Extracted records START

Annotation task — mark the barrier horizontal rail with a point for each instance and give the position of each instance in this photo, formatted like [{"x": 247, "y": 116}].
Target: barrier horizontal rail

Extracted records END
Extracted records START

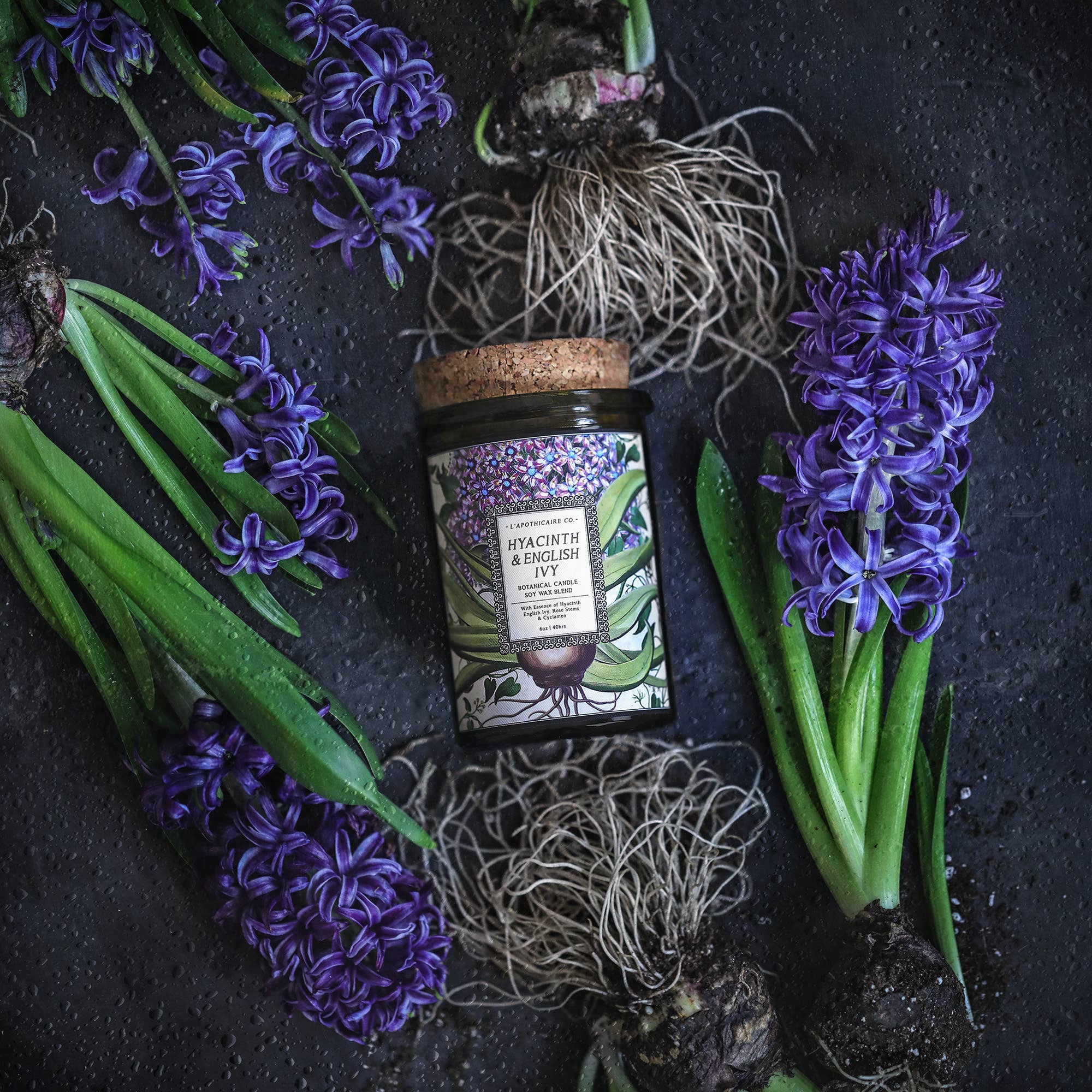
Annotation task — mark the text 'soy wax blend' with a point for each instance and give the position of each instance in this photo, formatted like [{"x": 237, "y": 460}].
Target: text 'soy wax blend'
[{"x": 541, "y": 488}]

Extracted records END

Your goal - Where a line of the material holds the word "this", copy that line.

Solved exercise -
Annotation task — mark the barrier horizontal rail with a point for each instance and give the position of each instance in this photo, formatted like [{"x": 247, "y": 116}].
Annotation task — mark the text 'soy wax blend' with a point for each instance and give the position of each instance in this photo, formatted like [{"x": 237, "y": 460}].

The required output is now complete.